**** ИСХОДНЫЙ ТЕКСТ ****

Йос Стеллинг: я среди побежденных, а не победителей
       Создатель культовых фильмов "Стрелочник", "Иллюзионист", "Летучий голландец" голландский режиссер ЙОС СТЕЛЛИНГ дал интервью корреспонденту Ъ АНДРЕЮ Ъ-ПЛАХОВУ.

       В сочинском международном жюри было две знаменитости. Возглавлял его индийский классик Мринал Сен, по сухощавой фигуре и непроницаемому лицу которого невозможно определить ни возраст, ни настроение. Говорят, Сен был недоволен, что в конкурсных фильмах много насилия. Кое-кто злословил, что последний раз Сен бывал в кино двадцать лет назад. Сам он отказывался говорить даже на приемах, ссылаясь на заповедь своего учителя Эйзенштейна: "Когда ешь, лучше молчать".
       Другая знаменитость, Йос Стеллинг, на второй же день фестиваля пал жертвой сочинской медицины. Он поранил руку, занес инфекцию, перенес вполне профессионально сделанную операцию, но вынужден был отказаться от навязанного за бешеные деньги антисанитарного послеоперационного ухода. В конце концов фестиваль нанял частного врача, тот назначил режиссеру уколы и постельный режим. Жена хотела увезти его в Амстердам, но врач не разрешил. Так что наша встреча состоялась в гостиничном номере, где Стеллинг, лишенный возможности смотреть фильмы и общаться, изнывал от скуки. Мринал Сен не заметил потери бойца и Стеллингу ни разу не позвонил.

****

## ЗАДАНИЕ 1
Кто возглавлял международное жюри в Сочи, судя по тексту о Йосе Стеллинге?
## ЗАДАНИЕ 2
Перепишите без изменений кусок текста о Йосе Стеллинге: от слов «Другая знаменитость, Йос» до слов «разу не позвонил.» включительно.
## ЗАДАНИЕ 3
Напишите, что идет дальше в тексте о Йосе Стеллинге и сочинском фестивале, сразу после его последнего предложения.

**** ЗАПИСИ ДАННЫХ ****

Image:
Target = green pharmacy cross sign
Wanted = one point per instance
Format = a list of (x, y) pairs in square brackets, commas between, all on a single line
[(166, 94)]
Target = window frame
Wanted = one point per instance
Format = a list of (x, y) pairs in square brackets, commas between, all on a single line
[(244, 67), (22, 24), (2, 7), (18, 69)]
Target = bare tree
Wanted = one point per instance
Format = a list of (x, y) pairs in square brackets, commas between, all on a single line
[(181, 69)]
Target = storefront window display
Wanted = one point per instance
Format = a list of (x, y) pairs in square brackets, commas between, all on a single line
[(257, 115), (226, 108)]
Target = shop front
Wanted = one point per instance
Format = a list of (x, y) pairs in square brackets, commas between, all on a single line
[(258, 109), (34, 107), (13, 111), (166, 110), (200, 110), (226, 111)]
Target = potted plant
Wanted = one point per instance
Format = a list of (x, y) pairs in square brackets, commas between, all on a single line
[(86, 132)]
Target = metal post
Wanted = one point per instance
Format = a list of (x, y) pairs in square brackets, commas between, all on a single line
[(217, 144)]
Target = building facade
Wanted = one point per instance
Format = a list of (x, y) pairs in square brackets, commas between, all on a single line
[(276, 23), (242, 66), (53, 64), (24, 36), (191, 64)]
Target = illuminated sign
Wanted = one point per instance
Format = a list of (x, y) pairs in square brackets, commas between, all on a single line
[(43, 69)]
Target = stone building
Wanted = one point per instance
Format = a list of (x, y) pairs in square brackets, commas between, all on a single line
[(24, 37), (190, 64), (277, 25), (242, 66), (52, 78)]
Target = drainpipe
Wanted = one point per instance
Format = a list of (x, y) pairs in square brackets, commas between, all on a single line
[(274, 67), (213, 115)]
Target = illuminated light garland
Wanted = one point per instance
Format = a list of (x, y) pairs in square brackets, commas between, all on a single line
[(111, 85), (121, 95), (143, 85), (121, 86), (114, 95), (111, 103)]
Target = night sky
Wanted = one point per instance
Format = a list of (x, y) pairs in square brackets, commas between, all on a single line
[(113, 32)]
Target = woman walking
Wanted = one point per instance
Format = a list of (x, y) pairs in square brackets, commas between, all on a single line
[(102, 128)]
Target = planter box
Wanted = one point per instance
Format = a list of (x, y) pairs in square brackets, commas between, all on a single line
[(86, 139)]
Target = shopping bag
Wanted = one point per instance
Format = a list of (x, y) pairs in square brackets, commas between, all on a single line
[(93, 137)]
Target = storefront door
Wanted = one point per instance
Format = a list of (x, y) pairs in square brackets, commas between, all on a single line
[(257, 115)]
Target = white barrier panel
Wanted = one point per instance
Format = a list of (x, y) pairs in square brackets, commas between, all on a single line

****

## ОТВЕТ 1
Индийский классик Мринал Сен.

## ОТВЕТ 2
Другая знаменитость, Йос Стеллинг, на второй же день фестиваля пал жертвой сочинской медицины. Он поранил руку, занес инфекцию, перенес вполне профессионально сделанную операцию, но вынужден был отказаться от навязанного за бешеные деньги антисанитарного послеоперационного ухода. В конце концов фестиваль нанял частного врача, тот назначил режиссеру уколы и постельный режим. Жена хотела увезти его в Амстердам, но врач не разрешил. Так что наша встреча состоялась в гостиничном номере, где Стеллинг, лишенный возможности смотреть фильмы и общаться, изнывал от скуки. Мринал Сен не заметил потери бойца и Стеллингу ни разу не позвонил.

## ОТВЕТ 3
       
— Несладко вам пришлось в Сочи...
       — Да, здесь я чувствую себя не среди победителей, а среди побежденных.
       — А что вы вообще думаете о кинематографических призах и наградах?
       — Фестивали, призы — это, конечно, важно для молодых режиссеров: вернувшись домой, можно похвастаться, а там, глядишь, дадут денег на новую постановку. Но по большому счету как можно судить и расставлять по местам произведения искусства?
       Для меня разговоры о фильмах — лишь повод для общения с людьми. Самое лучшее жюри в моей жизни — а может, не только в моей — собралось на Московском фестивале 1989 года. Представьте, там были Чжан Имоу, Иржи Менцель, Эмир Кустурица, а во главе всех нас — Анджей Вайда. Он не просто представительствовал: он создал атмосферу своеобразной семьи. А в Сочи мне было приятно встретиться с египетской звездой Лайлой Элуи. Когда-то мы были с ней в Сан-Паулу, и я убедился, насколько она популярна в арабском мире: на просмотр ее фильма собралось несколько тысяч арабов-эмигрантов.
       — Ощущаете ли вы себя частью голландского кино?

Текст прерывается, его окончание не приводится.